It was 2008 when I moved to the city to make noises and put on shows while I figured what I wanted with my life. We’re still working on that. A few shows and a failed jam band later, I’d amassed a decent haul of local tunes from PLUGD, and began doing my homework, approaching local bands via trusted people/awkward PMs and starting to talk to them. I still remember being bowled over by Hassy from Arm the Elderly wishing me luck with shows, even after I told him I couldn’t afford their fee! Barrytron, of many local racket outfits, had gotten talking to me about stuff happening locally, and suggested I give Drop-d.ie an email about writing about the scene. I’d wanted to be a journalist when I grew up until I saw a bunch of paparazzi at my friend’s funeral, and had soured on it, but the chance to be around music in any way was too much to resist. Drop-d had been a name locally for years, and people like Nay McArdle, who I’d recognised from Hot Press and is the great unsung heroine of Irish rock journalism, lent it an authenticity and credibility that dragged me fullforce into the blogosphere.

The site started as an email newsletter, as people were kept wide of the writers’ efforts to get a new practice space in town running in the mid-aughts. The ‘zine mentality spread to a website that started as a static information point before later becoming a rolling blog and gig guide.

By 2008, of course, its Cork focus had shifted to Dubland courtesy of then-editor Paddy Murphy, who made as fair a go of it as he could, but whose gonzo stylings really rankled with a lot of people. By the time he was finished with it, a lot of people had their applecarts overturned, and the various internet spats became too much. Muggins here had been doing the newsbeat, slowly making my way up ranks I thought actually existed, as well as mailer interviews around the country with various heavier bands. By the time Paddy passed me the editor’s hat, though, it was clear a change of focus was needed. With Nay and almost the whole crew gone, and Nay’s Harmless Noise about to become the backbone of a golden age of blogging, I sat down and came up with ways of differentiating the site from others, and it hit me plain as day after I’d done a free-download compilation of Cork bands the previous year that the focus needed to be Leeside. Everything else was so Dublin-centric.

** Things to do **
1 > According to the Drop-d.ie account, what did the site start out as?
2 > Decide whether each statement agrees with the Drop-d.ie account, and answer yes or no, quoting the words that settle it: (a) The writer moved to the city in 2008. (b) Paddy Murphy moved the site's focus from Dublin to Cork. (c) The writer once wanted to be a journalist.
3 > Carry on the Drop-d.ie account from the point where it stops.
The listing that comes next has no connection to the Drop-d.ie account.

** Data shown **
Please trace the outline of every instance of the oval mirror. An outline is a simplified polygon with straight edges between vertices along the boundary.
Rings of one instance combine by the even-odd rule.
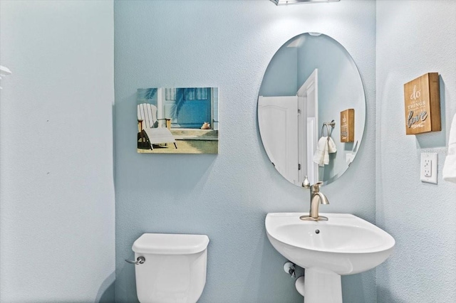
[[[336,180],[356,156],[365,120],[359,71],[338,42],[306,33],[277,51],[260,87],[258,123],[269,159],[288,181]]]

** The replies **
1 > An email newsletter.

2 >
(a) Yes: "It was 2008 when I moved to the city"
(b) No: "its Cork focus had shifted to Dubland courtesy of then-editor Paddy Murphy"
(c) Yes: "I’d wanted to be a journalist when I grew up"

3 >
So, that became the focus, and I discovered venues, bands and people I so respect and admire right up to now, as a result. Cork was in an unlikely golden age in 2009-2012, and even when faced with venue closures like the Quad, it was everywhere from I’ll Eat Your Face, to a nascent Agitate the Gravel, to Hope is Noise, to Lamp, to Altar of Plagues, to Time is a Thief. So many great bands that I sorely miss seeing live, in places that are indelibly etched in my mind.

And that sense of pride in a city, in a scene, and in a community that was instilled in me the further I delved, and the broader my personal horizons got, was where I saw reflected in our little website what I’d seen in those zines. A vernacular, a circle of people, a code, a sense of place and purpose. Soon other opportunities came my way.

Alternative Ulster got in touch, and the first article I pitched was a guide to the Cork scene, which led to the mag adopting scene reports. Shortly thereafter, another aspect of zine culture made itself apparent to me, when I began to distribute the mag in the city. By then it had gone freesheet, and was chugging along nicely on ads and grants. The monthly few laps of town with a full backpack of 80-page mags became a staple of my life for those two years, as I ventured further into the town’s independent businesses, and garnered an appreciation for their people, and the stories therein as smalltalk gave way to friendly conversation.

On that note, I will forever love The Quad for giving Drop-d a physical home for its live night, and my ventures with AU a base of operations. I met friends there, got dumped there, took in endlessly amazing bands and artists there. That Batcave with the manky jacks was my world for a short time, as sad as that sounds now, knowing now what the plan was all along. And I still shudder at the thought of going near the building that housed it for fear of seeing it used for something else, or worse, going into disrepair. On its final night in business in 2011, I tried to walk out three times before I could bring myself to do so, knowing I’d never see it again, and wept when I turned that corner from Tuckey St onto South Main St.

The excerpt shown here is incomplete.